Natural language region descriptions:

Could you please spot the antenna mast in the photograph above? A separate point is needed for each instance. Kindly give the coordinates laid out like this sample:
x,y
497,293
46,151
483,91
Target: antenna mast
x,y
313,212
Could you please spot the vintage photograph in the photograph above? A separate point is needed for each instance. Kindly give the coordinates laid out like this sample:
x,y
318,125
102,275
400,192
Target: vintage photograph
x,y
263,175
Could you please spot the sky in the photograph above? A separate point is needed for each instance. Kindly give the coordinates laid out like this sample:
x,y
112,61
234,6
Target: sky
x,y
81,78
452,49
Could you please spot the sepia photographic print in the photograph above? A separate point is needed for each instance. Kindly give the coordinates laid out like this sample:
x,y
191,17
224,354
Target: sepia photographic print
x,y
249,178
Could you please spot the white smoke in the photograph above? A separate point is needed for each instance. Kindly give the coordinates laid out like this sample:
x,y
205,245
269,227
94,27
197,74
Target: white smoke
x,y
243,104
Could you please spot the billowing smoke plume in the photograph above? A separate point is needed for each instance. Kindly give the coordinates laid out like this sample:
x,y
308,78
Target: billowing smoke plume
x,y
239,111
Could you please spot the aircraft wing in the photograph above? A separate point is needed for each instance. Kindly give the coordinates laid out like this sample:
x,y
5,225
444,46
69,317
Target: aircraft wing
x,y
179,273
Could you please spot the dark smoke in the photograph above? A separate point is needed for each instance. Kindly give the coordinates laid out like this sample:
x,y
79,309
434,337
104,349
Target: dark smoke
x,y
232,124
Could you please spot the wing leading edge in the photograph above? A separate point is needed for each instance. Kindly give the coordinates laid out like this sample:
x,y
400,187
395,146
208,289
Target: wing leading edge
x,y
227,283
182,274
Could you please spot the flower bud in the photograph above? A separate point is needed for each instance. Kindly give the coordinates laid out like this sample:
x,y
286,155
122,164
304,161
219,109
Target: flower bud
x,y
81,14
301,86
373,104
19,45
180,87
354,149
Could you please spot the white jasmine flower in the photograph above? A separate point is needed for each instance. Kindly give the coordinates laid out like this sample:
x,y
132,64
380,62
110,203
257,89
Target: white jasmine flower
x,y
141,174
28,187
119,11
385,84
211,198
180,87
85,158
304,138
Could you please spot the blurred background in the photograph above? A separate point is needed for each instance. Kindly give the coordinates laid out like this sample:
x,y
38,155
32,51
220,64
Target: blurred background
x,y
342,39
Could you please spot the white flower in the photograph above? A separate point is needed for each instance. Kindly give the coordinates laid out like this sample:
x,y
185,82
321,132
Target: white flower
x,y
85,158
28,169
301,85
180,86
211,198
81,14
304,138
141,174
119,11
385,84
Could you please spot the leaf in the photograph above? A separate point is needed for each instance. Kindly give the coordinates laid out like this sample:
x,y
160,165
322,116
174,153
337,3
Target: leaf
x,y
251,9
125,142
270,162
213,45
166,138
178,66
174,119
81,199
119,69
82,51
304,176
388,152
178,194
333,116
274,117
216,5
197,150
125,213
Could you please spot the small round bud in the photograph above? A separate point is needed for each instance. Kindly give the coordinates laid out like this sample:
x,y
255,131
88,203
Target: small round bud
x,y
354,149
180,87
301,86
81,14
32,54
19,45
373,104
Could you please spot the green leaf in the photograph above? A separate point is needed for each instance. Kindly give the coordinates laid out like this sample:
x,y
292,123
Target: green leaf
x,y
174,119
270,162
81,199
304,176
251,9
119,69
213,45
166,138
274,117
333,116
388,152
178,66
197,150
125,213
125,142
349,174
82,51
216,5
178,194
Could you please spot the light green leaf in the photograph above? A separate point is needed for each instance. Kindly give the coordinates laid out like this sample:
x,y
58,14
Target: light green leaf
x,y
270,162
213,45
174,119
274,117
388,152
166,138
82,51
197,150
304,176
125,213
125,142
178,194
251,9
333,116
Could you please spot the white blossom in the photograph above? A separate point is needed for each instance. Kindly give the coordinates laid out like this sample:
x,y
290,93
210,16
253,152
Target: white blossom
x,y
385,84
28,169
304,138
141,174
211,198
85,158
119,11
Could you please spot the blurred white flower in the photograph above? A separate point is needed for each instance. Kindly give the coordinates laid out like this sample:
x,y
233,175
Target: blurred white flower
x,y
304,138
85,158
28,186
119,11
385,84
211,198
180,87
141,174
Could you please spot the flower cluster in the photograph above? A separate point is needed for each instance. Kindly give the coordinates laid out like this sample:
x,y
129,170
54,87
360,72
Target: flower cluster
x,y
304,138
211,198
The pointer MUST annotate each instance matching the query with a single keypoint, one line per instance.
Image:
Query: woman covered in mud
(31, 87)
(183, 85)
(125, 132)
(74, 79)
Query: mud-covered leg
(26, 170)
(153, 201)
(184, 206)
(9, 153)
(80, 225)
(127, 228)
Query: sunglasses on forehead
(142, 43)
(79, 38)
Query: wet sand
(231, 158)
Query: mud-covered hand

— WHAT TO PRODUCE —
From the first line to the last, retype the data exactly.

— RESPONSE AREA —
Could you please spot the antenna mast in the photograph above? A separate point is needed for each instance. Kindly give the coordinates laid out like this sample:
x,y
497,293
46,151
483,91
Target: antenna mast
x,y
313,212
Could you please spot the vintage photograph in the photograph above? A separate point is needed for each instance. Kindly give the coordinates laid out like this sample:
x,y
318,125
102,275
400,192
Target: vintage photograph
x,y
263,175
Could you please spot the sky in the photograph above? A separate point is needed for each instance. Kindly give the coordinates laid out like this sample:
x,y
112,61
234,6
Target: sky
x,y
81,78
452,49
Could you please spot the sepia photographic print in the photograph above? A separate point is needed for each instance. Kindly give the coordinates laid out like this sample:
x,y
191,17
224,354
Target: sepia photographic print
x,y
249,178
Could you please spot the white smoke in the photograph above? A separate point is needed for each instance. Kindly give the coordinates laid out like this sample:
x,y
205,245
269,227
94,27
197,74
Target: white smoke
x,y
243,104
Could you please spot the billowing smoke plume in the photograph above? A separate point is needed for each instance. Kindly give the coordinates laid out like this sample:
x,y
308,78
Target: billowing smoke plume
x,y
239,111
Could you please spot the aircraft wing in the photograph above? A separate point is needed for each instance. Kindly give the coordinates laid out like this sample:
x,y
5,225
444,46
69,317
Target: aircraft wing
x,y
179,273
Could you please spot the dark smoke in the photograph above? A separate point is needed for each instance. Kindly give the coordinates laid out like this sample:
x,y
79,309
434,337
104,349
Target: dark smoke
x,y
232,124
Could you please spot the wing leading edge in the photograph above? A separate point is needed for each instance. Kindly give the coordinates laid out like this sample:
x,y
400,187
395,146
208,289
Target: wing leading edge
x,y
227,283
182,274
Could you please spot the flower bud in the photograph above? A separate point is needed for each instance. Kindly give the coordinates laid out like this sample:
x,y
286,155
122,164
304,161
219,109
Target: flower bud
x,y
81,14
301,86
373,104
19,45
180,87
354,149
Could you please spot the white jasmine flower in the photograph above? A separate point is needed for each instance. Kindly give the coordinates laid out like this sample:
x,y
132,64
380,62
110,203
257,89
Target: white jasmine flower
x,y
141,174
28,187
119,11
385,84
211,198
180,87
85,158
304,138
Could you please spot the blurred background in the photograph above? A separate point is needed for each instance. Kindly give the coordinates laid out like this sample:
x,y
38,155
32,51
220,64
Target: blurred background
x,y
342,39
Could you please spot the white flower in the photograph above? A separate point is needed for each instance. Kindly give the coordinates laid out like this sample:
x,y
185,82
321,132
Target: white flower
x,y
85,158
28,169
301,85
180,86
211,198
81,14
304,138
141,174
119,11
385,84
Could you please spot the leaf in the photograph above? A separate point is needed for each instance. Kindly give the coordinates laid out like this sample:
x,y
160,165
322,116
174,153
337,3
Target: leaf
x,y
251,9
125,142
270,162
213,45
166,138
178,66
174,119
81,199
119,69
82,51
304,176
388,152
178,194
333,116
274,117
216,5
197,150
125,213
Could you please spot the small round bud in the photograph above? A separate point is needed for each instance. Kindly give the coordinates laid out like this sample:
x,y
255,131
88,203
Target: small round bud
x,y
354,149
180,87
301,86
81,14
32,54
19,45
373,104
Could you please spot the green leaf in the photograph above? A separate point is needed for each instance. Kindly give the coordinates laid out like this sample:
x,y
292,123
Target: green leaf
x,y
174,119
270,162
81,199
304,176
251,9
119,69
213,45
166,138
274,117
333,116
388,152
178,66
197,150
125,213
125,142
349,174
82,51
216,5
178,194
Could you please spot the light green leaf in the photograph above? A separate point is needed for each instance. Kindly give the coordinates laid out like this sample:
x,y
58,14
Target: light green leaf
x,y
270,162
213,45
174,119
274,117
388,152
166,138
82,51
197,150
304,176
125,213
125,142
178,194
251,9
333,116
Could you please spot the white blossom in the photograph above? A separate point is needed for each instance. Kindly give the coordinates laid out like this sample:
x,y
290,93
210,16
253,152
Target: white blossom
x,y
385,84
28,169
304,138
141,174
211,198
85,158
119,11
Could you please spot the blurred white flower in the photograph above? A separate point is needed for each instance. Kindly give the coordinates laid out like this sample:
x,y
233,175
Target: blurred white flower
x,y
304,138
85,158
28,186
119,11
385,84
211,198
180,87
141,174
Could you please spot the flower cluster in the photograph above? A separate point is needed for each instance. Kindly give the coordinates laid out like this sample:
x,y
129,170
54,87
360,72
Target: flower cluster
x,y
304,138
211,198
The pointer MUST annotate each instance matching the query with a single keypoint, one line per instance.
Image:
Query: woman covered in mud
(31, 87)
(183, 85)
(125, 132)
(74, 79)
Query: mud-covered leg
(26, 170)
(153, 201)
(184, 206)
(9, 153)
(80, 225)
(127, 228)
Query: sunglasses on forehead
(142, 43)
(79, 38)
Query: wet sand
(231, 158)
Query: mud-covered hand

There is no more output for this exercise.